======== DATASET RECORDS

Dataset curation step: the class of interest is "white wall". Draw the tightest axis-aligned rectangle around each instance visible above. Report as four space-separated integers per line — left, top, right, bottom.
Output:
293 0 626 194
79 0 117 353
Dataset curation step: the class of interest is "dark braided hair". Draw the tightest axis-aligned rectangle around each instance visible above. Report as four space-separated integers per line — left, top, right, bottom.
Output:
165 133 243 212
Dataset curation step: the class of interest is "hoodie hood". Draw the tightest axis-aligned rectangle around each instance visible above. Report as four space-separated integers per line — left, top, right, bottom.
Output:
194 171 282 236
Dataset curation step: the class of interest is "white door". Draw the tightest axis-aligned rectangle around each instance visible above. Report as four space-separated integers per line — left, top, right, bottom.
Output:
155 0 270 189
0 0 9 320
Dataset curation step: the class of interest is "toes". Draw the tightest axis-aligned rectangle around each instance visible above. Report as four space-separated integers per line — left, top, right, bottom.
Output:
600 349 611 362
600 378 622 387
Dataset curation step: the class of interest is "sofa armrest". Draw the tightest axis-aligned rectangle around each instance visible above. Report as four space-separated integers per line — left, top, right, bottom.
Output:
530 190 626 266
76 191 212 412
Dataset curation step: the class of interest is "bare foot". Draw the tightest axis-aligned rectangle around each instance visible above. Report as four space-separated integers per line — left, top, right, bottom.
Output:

================

» WHAT YOU NEED TO DO: Reproduce all of the data above, substituting "target category" for every occurrence of "class of interest" and leaving everything else unchanged.

» RESULT:
Dataset curation step: the target category is "white wall". Draw the tightest axis-aligned rectangle around each instance visible above. Report as four space-separated integers per line — left, top, right, bottom.
Output:
293 0 626 194
79 0 117 353
Dataset curation step: the target category is "dark braided hair". Draw the tightest axis-aligned rectangle around each instance visible above. Report as four space-separated integers per line — left, top, right, bottom.
Output:
165 133 243 212
Dataset curation step: the target category is "hoodie hood". Draw the tightest axis-aligned rectangle around each instance visible above. Report as four space-separated integers per line — left, top, right, bottom.
Output:
194 171 282 236
Dataset curation step: the target category is "white door". Draw the tightest axis-aligned rectangle around each instance visible above. Report as four space-separated integers per line — left, top, right, bottom.
Output:
155 0 270 189
0 0 9 320
Dataset curation step: the target category is "toes". Draw the tightest axis-aligned rectangle around each instance visible above. Report as four space-separated integers per line — left, top, right, bottom.
Output:
600 349 611 362
600 378 622 387
Dataset curation step: the target category is "sofa armrest". Draw the tightest axis-aligned rectangle around each instance visible above. Report as four space-separated integers per line — left, top, right, bottom.
Output:
530 190 626 266
76 191 212 412
Dataset curation step: the target category is "bare foot". Draw the tightest axis-aligned rectangle around each instance visible above. Report as four space-separated integers per line — left, top, right, bottom.
Output:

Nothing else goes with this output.